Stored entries
=-=-=

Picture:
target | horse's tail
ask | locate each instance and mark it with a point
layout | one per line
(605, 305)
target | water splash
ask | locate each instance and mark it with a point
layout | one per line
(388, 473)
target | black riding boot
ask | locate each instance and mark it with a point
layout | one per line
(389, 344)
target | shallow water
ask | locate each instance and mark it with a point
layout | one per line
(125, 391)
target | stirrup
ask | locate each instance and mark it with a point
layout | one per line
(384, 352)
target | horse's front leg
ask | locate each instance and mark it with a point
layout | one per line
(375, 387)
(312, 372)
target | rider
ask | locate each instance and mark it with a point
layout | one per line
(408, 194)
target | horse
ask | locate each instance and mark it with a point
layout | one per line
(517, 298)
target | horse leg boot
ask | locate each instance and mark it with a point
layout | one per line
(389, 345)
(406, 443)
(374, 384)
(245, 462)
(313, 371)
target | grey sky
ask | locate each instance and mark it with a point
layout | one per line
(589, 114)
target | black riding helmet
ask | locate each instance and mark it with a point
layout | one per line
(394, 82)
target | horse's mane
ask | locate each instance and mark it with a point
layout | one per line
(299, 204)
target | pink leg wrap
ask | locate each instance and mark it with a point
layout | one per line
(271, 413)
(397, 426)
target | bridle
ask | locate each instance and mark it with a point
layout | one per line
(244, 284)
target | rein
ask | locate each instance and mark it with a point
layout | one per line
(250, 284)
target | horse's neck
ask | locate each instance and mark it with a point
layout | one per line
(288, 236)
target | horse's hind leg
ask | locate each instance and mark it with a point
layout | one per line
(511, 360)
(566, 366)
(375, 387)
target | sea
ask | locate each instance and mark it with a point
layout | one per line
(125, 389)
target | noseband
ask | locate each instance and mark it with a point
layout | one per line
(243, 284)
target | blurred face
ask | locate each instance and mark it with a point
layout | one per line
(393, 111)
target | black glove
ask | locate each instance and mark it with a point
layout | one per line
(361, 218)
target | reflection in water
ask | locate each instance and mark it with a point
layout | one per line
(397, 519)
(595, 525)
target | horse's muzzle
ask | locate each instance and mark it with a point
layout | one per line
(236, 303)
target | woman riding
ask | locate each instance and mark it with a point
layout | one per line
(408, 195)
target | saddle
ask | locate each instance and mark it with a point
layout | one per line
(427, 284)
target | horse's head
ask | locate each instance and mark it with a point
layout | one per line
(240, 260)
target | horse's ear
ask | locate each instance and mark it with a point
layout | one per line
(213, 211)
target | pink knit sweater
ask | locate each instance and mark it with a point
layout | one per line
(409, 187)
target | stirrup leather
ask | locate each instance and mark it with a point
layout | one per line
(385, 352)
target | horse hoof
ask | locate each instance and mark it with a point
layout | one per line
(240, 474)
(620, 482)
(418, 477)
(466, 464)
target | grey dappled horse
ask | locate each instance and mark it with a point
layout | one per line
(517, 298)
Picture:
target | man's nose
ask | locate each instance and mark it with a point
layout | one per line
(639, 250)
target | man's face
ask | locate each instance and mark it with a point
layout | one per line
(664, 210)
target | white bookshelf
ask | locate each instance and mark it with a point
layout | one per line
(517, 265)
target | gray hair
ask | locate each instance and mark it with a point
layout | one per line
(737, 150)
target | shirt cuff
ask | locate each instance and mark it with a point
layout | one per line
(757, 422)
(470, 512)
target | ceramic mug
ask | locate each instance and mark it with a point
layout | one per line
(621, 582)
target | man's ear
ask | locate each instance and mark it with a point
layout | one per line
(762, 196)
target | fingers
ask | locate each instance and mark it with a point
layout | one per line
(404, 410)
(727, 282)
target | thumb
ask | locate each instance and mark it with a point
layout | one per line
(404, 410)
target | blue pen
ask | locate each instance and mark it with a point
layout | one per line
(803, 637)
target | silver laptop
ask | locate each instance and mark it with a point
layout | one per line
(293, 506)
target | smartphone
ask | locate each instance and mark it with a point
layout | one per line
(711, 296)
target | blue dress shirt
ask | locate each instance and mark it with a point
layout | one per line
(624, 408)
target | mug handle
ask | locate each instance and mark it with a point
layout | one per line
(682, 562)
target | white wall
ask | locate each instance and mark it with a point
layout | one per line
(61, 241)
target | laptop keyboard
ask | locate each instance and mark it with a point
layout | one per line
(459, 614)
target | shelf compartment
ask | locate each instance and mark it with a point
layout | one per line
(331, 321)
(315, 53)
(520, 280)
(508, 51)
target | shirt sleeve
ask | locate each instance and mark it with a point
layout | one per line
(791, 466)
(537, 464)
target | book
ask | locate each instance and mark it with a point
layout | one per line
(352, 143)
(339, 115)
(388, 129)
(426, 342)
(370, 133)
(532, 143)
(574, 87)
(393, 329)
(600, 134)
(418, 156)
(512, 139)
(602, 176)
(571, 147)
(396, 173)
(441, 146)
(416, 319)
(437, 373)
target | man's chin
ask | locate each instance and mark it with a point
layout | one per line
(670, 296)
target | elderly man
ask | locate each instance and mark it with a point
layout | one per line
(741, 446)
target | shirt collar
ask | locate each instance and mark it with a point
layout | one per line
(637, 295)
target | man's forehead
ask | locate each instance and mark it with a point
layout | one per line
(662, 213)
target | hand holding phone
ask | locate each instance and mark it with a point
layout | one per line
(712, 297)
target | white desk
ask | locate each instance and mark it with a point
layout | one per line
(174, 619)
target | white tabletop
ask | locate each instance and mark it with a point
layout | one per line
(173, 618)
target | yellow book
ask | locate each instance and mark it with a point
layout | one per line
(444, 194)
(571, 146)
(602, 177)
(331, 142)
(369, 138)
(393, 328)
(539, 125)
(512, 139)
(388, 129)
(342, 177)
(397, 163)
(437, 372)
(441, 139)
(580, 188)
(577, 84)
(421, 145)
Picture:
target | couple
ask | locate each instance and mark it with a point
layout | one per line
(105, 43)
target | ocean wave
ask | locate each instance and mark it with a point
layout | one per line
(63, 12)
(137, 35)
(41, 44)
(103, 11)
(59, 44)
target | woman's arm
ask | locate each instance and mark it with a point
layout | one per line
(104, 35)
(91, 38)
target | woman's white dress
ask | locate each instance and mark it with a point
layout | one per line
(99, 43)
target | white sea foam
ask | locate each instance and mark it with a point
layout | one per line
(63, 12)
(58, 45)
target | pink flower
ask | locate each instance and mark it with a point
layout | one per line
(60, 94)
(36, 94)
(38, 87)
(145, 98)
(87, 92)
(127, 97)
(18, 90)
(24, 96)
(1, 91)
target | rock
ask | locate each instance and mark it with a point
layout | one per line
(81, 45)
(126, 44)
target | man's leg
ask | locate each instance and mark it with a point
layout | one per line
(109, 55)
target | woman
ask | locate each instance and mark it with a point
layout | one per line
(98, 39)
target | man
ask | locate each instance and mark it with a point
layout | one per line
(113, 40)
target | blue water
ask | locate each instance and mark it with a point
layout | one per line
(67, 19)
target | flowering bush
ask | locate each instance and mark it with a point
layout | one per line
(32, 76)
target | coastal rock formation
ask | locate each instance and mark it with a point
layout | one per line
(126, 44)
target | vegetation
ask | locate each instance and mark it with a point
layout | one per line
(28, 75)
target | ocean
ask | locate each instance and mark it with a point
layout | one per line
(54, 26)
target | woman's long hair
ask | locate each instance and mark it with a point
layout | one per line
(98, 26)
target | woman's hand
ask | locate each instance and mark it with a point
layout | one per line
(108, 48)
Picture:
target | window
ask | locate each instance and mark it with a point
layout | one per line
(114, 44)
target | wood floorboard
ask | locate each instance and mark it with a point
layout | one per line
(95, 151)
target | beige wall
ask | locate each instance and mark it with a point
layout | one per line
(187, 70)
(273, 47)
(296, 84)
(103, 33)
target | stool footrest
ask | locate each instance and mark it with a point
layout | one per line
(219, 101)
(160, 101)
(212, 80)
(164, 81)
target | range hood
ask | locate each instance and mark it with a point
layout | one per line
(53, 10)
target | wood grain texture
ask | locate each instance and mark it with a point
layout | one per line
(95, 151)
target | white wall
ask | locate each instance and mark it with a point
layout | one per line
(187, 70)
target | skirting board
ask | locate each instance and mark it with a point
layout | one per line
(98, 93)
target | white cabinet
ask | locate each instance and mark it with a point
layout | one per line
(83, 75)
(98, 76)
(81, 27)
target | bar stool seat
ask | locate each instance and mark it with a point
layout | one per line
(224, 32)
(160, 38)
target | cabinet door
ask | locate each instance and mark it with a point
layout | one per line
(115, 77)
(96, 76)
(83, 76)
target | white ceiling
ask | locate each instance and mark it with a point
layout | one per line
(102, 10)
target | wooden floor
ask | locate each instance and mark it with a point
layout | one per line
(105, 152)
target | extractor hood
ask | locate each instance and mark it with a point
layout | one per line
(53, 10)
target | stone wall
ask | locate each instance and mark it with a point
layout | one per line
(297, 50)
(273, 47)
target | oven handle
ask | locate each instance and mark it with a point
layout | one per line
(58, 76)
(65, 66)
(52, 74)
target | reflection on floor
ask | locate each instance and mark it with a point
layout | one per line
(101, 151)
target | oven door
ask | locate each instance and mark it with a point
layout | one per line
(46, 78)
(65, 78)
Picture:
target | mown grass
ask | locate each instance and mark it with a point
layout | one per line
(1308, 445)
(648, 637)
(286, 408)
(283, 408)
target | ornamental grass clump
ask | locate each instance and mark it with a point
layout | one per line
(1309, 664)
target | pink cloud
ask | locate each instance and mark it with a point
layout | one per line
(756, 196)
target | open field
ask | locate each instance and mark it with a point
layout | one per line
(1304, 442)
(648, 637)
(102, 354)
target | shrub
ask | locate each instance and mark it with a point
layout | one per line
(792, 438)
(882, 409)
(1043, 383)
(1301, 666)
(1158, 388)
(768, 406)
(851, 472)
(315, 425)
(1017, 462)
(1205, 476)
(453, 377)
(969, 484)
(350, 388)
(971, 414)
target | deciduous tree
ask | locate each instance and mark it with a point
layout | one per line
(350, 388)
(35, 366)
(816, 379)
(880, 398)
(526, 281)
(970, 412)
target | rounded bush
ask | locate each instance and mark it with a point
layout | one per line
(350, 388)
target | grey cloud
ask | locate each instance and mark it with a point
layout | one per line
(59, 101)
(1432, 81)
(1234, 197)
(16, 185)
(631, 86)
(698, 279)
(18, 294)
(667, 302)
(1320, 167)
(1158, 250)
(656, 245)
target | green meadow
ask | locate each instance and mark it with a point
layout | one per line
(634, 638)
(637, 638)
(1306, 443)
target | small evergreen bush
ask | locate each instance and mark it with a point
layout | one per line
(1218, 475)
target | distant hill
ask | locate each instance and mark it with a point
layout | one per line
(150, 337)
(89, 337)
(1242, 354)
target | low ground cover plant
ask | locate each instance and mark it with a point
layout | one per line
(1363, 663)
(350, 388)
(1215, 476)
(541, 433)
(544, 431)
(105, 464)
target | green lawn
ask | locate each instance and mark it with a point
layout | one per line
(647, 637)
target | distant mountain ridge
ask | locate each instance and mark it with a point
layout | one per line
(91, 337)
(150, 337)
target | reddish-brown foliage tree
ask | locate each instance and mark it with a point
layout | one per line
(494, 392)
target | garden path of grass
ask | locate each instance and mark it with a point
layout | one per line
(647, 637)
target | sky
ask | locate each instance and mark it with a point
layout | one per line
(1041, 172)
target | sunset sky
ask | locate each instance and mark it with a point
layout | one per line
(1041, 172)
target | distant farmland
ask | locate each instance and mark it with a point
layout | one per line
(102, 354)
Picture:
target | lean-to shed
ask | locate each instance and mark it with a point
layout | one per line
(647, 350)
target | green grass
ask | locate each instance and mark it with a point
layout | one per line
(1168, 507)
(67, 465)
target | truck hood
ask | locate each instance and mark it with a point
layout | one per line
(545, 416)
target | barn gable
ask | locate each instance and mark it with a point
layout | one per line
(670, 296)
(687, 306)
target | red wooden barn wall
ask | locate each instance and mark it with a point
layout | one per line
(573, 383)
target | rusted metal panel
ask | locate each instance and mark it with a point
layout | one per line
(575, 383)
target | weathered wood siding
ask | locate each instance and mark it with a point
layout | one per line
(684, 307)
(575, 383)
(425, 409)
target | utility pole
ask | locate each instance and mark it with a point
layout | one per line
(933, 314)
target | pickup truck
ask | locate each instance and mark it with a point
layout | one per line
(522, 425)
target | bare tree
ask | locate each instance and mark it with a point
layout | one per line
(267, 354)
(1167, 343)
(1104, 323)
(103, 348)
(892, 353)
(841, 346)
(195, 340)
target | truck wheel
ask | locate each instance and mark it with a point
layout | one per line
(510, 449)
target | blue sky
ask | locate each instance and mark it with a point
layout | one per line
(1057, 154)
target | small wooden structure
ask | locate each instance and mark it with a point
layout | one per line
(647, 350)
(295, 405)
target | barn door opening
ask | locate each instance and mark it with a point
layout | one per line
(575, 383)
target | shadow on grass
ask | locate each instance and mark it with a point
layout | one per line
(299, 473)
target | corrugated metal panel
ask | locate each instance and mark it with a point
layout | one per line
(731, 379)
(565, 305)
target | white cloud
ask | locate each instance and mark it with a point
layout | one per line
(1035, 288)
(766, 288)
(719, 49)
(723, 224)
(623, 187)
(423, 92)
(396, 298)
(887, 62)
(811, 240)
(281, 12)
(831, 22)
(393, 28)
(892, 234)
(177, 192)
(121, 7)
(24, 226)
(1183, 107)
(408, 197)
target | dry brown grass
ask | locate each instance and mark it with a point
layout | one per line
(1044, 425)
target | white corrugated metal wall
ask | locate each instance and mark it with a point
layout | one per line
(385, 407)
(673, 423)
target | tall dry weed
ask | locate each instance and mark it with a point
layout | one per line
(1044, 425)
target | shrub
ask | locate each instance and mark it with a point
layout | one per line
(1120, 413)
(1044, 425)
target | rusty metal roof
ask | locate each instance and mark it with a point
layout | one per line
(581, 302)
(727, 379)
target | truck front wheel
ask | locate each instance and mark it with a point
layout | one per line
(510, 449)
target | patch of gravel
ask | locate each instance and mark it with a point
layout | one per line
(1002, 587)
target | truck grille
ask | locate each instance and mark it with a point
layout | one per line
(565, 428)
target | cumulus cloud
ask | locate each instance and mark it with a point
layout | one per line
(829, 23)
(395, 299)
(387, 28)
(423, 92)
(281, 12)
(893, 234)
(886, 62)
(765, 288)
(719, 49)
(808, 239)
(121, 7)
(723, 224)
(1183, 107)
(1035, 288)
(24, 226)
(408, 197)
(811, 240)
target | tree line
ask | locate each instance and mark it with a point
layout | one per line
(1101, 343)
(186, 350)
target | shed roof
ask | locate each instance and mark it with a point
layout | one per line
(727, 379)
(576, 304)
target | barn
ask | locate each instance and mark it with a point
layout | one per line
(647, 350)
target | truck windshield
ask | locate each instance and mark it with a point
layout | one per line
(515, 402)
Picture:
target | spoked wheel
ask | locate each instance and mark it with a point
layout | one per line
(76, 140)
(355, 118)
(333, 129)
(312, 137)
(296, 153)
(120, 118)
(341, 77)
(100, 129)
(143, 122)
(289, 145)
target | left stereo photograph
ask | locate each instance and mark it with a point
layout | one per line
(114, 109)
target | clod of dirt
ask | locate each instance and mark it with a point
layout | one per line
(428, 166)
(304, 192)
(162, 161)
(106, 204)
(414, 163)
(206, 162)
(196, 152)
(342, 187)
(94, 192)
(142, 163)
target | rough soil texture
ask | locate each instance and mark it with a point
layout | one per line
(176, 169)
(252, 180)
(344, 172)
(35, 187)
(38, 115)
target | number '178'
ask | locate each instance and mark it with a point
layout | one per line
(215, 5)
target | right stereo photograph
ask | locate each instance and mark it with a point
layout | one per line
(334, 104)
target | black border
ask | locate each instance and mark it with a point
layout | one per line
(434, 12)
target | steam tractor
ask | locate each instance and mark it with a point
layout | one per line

=-=-=

- Exercise brief
Show the lines where the word "barn" appears in the entries.

- Task output
target | barn gable
target | red wooden barn wall
target | barn door opening
target | barn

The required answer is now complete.